# Task directions
Please repeat all of the listing exactly.

[A block of data]
— BEGIN —

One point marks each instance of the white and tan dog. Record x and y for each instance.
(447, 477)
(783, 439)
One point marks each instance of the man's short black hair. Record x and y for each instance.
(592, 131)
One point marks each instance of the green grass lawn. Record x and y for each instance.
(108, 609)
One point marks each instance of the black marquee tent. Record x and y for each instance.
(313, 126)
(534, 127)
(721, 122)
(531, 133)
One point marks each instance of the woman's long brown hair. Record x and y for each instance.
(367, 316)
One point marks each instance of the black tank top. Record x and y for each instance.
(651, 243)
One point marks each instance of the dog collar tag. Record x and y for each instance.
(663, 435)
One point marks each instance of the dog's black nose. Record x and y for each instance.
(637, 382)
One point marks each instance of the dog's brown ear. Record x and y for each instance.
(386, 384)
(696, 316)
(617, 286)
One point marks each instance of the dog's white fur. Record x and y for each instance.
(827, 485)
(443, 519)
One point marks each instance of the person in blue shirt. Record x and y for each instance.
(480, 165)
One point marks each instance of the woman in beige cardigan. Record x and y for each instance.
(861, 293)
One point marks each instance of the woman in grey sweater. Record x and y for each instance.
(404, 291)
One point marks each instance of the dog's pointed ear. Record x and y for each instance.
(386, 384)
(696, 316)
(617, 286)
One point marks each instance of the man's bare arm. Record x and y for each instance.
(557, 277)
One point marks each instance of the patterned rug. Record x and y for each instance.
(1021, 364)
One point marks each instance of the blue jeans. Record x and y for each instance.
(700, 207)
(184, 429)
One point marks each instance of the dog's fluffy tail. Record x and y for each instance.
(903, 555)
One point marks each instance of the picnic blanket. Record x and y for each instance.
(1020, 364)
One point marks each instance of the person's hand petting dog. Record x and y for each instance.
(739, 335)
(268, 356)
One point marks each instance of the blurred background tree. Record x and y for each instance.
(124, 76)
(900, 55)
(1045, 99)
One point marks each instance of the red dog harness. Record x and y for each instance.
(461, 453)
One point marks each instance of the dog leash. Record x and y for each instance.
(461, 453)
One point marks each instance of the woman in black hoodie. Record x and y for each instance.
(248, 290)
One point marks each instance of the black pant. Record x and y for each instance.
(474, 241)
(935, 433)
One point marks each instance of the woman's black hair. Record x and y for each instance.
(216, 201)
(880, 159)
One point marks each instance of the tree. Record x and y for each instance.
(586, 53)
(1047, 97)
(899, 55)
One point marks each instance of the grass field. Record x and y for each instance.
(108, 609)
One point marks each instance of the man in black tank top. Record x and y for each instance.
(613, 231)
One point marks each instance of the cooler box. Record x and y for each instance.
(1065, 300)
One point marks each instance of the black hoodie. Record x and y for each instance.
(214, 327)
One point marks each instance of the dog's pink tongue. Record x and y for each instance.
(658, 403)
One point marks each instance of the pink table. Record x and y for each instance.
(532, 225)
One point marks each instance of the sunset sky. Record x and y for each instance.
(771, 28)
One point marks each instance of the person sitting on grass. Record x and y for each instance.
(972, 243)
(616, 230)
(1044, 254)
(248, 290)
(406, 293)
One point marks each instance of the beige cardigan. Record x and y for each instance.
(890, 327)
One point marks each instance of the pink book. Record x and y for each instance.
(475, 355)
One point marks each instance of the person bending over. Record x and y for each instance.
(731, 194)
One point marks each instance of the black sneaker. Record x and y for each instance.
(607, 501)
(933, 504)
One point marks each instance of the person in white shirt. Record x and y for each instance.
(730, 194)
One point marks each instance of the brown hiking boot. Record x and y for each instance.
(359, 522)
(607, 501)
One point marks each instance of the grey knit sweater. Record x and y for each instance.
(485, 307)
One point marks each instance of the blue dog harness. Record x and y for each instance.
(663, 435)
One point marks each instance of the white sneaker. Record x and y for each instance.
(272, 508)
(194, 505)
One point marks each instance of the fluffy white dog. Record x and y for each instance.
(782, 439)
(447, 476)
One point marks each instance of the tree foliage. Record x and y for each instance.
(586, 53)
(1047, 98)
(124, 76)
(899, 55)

— END —

# Solution to the problem
One point marks each instance of the white and tan dog. Record x and y for each instance.
(447, 477)
(783, 439)
One point marks each instance of the man's short black hair. Record x and y for each instance.
(592, 131)
One point marks each instance of the green grass lawn. Record x and y for each instance.
(108, 609)
One point marks each instance of the black marquee tent. Record x and y for each instance.
(313, 126)
(534, 127)
(721, 122)
(531, 133)
One point marks each instance of the woman's long brown hair. Record x and y for each instance.
(367, 316)
One point marks each instance of the black tank top. Record x and y for each instance.
(651, 243)
One point marks each instance of the dog collar tag. Record x and y for each instance.
(663, 435)
One point marks each instance of the dog's black nose. Record x and y for each instance.
(637, 382)
One point marks each instance of the dog's brown ear. Record x and y for each instance.
(386, 384)
(696, 316)
(617, 286)
One point marks each instance of the dog's white fur. Record x and y for each instance.
(827, 485)
(443, 519)
One point marks each instance of the person in blue shirt. Record x and y for each instance.
(480, 165)
One point marks each instance of the woman in beige cardigan. Record x and y for each instance.
(861, 293)
One point marks each instance of the woman in grey sweater. Record x and y for each instance.
(404, 291)
One point marks each instance of the dog's pointed ear. Record x and y for each instance.
(386, 384)
(696, 316)
(617, 286)
One point marks each instance of the man's bare arm. Record x and y for each instance.
(557, 277)
One point marks each instance of the patterned rug. Record x and y for each instance.
(1021, 364)
One point marks each instance of the blue jeans. Record x and y for each instance.
(700, 207)
(184, 429)
One point marks each instance of the dog's fluffy tail. Record x and y for each instance.
(903, 555)
One point marks each instance of the picnic blanket. Record x and y for each instance.
(1020, 364)
One point marks each instance of the person's hand petting dog. Record x and y for each instance.
(739, 335)
(268, 356)
One point marks each instance of the blurred background tree. Record x and y for each instance.
(124, 76)
(900, 55)
(1045, 99)
One point marks each instance of the red dog harness. Record x and y for each instance.
(461, 453)
One point marks each instance of the dog leash. Record x and y for each instance.
(461, 453)
One point marks each instance of the woman in black hoodie. Record x and y for each instance.
(248, 290)
One point marks each instance of the black pant. Record x and y for each instance.
(474, 241)
(935, 433)
One point marks each instance of the woman's black hair. Record x and y for each instance.
(216, 201)
(880, 159)
One point marks each instance of the tree. Record x and y for each instance.
(586, 53)
(1047, 97)
(899, 55)
One point marks each instance of the grass field. Record x and y for each instance.
(108, 609)
One point marks each instance of the man in black tank top. Record x and y for each instance.
(613, 231)
One point marks each instance of the cooler box. Record x and y for each instance.
(1065, 300)
One point marks each instance of the black hoodie. Record x and y for each instance.
(214, 327)
One point marks each instance of the dog's pink tongue. Record x and y for each instance.
(658, 403)
One point marks each instance of the pink table. Record x and y for each instance.
(532, 225)
One point marks each instance of the sunset sky. Record x and y for each instance.
(771, 28)
One point marks each instance of the person sitting on grass. Record x and y for each instance.
(972, 243)
(616, 230)
(1044, 254)
(248, 290)
(406, 293)
One point marks each instance of the beige cardigan. Record x and y for each instance.
(890, 327)
One point marks each instance of the pink book. Record x and y for each instance.
(475, 355)
One point marks each instance of the person bending over. Record x and y for each instance.
(731, 194)
One point marks each instance of the black sneaker. Record x and y for each instance.
(607, 501)
(933, 504)
One point marks each instance of the person in white shirt. Record x and y for each instance.
(730, 194)
One point marks each instance of the brown hiking boot. Record x and y for each instance.
(359, 522)
(607, 501)
One point marks each instance of the grey knit sweater. Record x and y for each instance.
(485, 307)
One point marks each instance of the blue dog harness. Record x and y for each instance.
(663, 435)
One point marks each instance of the white sneaker. Record x and y for each instance.
(272, 508)
(194, 505)
One point marks each instance of the fluffy white dog. Record x and y for each instance.
(782, 439)
(447, 476)
One point marks each instance of the tree foliage. Record x and y for each instance.
(586, 53)
(1047, 98)
(124, 76)
(899, 55)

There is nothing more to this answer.